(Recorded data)
※ ※ ※

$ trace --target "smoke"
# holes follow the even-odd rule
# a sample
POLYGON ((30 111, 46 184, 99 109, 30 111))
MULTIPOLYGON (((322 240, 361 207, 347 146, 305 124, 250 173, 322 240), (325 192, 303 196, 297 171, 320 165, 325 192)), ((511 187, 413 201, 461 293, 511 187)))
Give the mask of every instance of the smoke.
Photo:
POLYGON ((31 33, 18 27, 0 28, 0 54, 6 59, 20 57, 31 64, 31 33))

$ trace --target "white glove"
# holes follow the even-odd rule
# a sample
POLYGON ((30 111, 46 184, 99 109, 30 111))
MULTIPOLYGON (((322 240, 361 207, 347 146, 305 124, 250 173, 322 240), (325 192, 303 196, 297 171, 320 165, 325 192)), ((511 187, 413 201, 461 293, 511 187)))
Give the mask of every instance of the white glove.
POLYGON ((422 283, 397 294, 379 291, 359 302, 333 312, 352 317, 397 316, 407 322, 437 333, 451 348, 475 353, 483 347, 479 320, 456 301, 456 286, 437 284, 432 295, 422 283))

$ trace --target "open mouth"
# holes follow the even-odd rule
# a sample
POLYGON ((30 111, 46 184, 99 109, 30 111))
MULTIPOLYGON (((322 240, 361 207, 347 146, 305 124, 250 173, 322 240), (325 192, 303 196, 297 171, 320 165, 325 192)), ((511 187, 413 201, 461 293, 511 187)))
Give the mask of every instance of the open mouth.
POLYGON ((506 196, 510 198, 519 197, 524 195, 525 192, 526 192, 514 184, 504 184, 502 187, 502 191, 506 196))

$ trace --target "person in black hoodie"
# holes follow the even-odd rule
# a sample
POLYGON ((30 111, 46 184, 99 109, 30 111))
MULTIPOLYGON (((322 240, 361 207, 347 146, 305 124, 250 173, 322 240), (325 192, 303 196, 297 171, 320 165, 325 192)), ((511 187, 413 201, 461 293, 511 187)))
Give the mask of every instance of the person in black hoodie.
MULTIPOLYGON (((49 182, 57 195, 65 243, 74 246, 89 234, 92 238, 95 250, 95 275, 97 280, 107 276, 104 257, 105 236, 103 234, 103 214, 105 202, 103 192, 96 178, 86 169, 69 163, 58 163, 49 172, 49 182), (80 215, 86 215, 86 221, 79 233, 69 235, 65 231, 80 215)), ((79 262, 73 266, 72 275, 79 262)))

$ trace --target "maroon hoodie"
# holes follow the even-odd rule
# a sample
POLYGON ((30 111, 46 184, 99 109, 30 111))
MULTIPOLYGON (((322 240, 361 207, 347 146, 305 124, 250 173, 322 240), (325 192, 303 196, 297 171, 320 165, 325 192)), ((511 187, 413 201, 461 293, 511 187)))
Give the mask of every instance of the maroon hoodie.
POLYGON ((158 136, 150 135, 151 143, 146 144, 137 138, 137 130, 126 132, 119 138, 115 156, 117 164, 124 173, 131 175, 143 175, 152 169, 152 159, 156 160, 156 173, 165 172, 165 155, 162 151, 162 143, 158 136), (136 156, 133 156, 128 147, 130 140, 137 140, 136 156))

※ ※ ※

Copy all of the data above line for line, with no changes.

$ trace --target "smoke"
# holes follow the even-odd rule
# a sample
POLYGON ((30 111, 46 184, 99 109, 30 111))
MULTIPOLYGON (((322 240, 361 207, 347 146, 305 124, 250 173, 322 240), (325 192, 303 196, 297 171, 320 165, 325 192)), ((511 187, 413 201, 461 293, 511 187)))
Give the mask of every instance of the smoke.
Photo:
POLYGON ((31 33, 18 27, 0 28, 0 54, 6 59, 20 57, 31 64, 31 33))

$ trace --target "white glove"
# holes follow the even-odd rule
# a sample
POLYGON ((30 111, 46 184, 99 109, 30 111))
MULTIPOLYGON (((322 240, 361 207, 347 146, 305 124, 250 173, 322 240), (325 192, 303 196, 297 171, 320 165, 325 192)), ((511 187, 413 201, 461 293, 511 187)))
Give the mask of every instance of the white glove.
POLYGON ((422 283, 397 294, 379 291, 359 302, 333 312, 352 317, 397 316, 407 322, 437 333, 451 348, 475 353, 483 347, 479 320, 456 301, 456 286, 437 284, 432 295, 422 283))

$ trace --target "open mouth"
# holes follow the even-odd rule
# a sample
POLYGON ((30 111, 46 184, 99 109, 30 111))
MULTIPOLYGON (((322 240, 361 207, 347 146, 305 124, 250 173, 322 240), (325 192, 303 196, 297 171, 320 165, 325 192)), ((511 187, 413 201, 461 293, 511 187)))
Give the mask of every instance of the open mouth.
POLYGON ((506 196, 510 198, 519 197, 524 195, 525 192, 526 192, 514 184, 504 184, 502 187, 502 191, 506 196))

$ trace --target "person in black hoodie"
# holes follow the even-odd rule
# a sample
POLYGON ((30 111, 46 184, 99 109, 30 111))
MULTIPOLYGON (((322 240, 361 207, 347 146, 305 124, 250 173, 322 240), (325 192, 303 196, 297 171, 320 165, 325 192)), ((511 187, 413 201, 461 293, 511 187)))
Give the mask of every instance of the person in black hoodie.
MULTIPOLYGON (((49 182, 57 195, 65 243, 74 246, 89 234, 92 238, 95 250, 95 275, 97 280, 107 276, 104 257, 105 236, 103 234, 103 214, 105 202, 103 192, 96 178, 86 169, 69 163, 58 163, 49 172, 49 182), (80 215, 86 215, 86 221, 79 233, 69 235, 65 231, 80 215)), ((79 262, 73 266, 72 275, 79 262)))

$ trace --target "maroon hoodie"
# holes follow the even-odd rule
# a sample
POLYGON ((30 111, 46 184, 99 109, 30 111))
MULTIPOLYGON (((322 240, 361 207, 347 146, 305 124, 250 173, 322 240), (325 192, 303 196, 297 171, 320 165, 325 192)), ((511 187, 413 201, 461 293, 511 187)))
Give the mask of every instance of the maroon hoodie.
POLYGON ((158 136, 150 135, 151 143, 146 144, 137 138, 137 130, 126 132, 119 138, 115 156, 117 164, 124 173, 131 175, 143 175, 152 169, 152 159, 156 160, 156 173, 165 172, 165 155, 162 151, 162 143, 158 136), (136 156, 133 156, 128 147, 130 140, 137 140, 136 156))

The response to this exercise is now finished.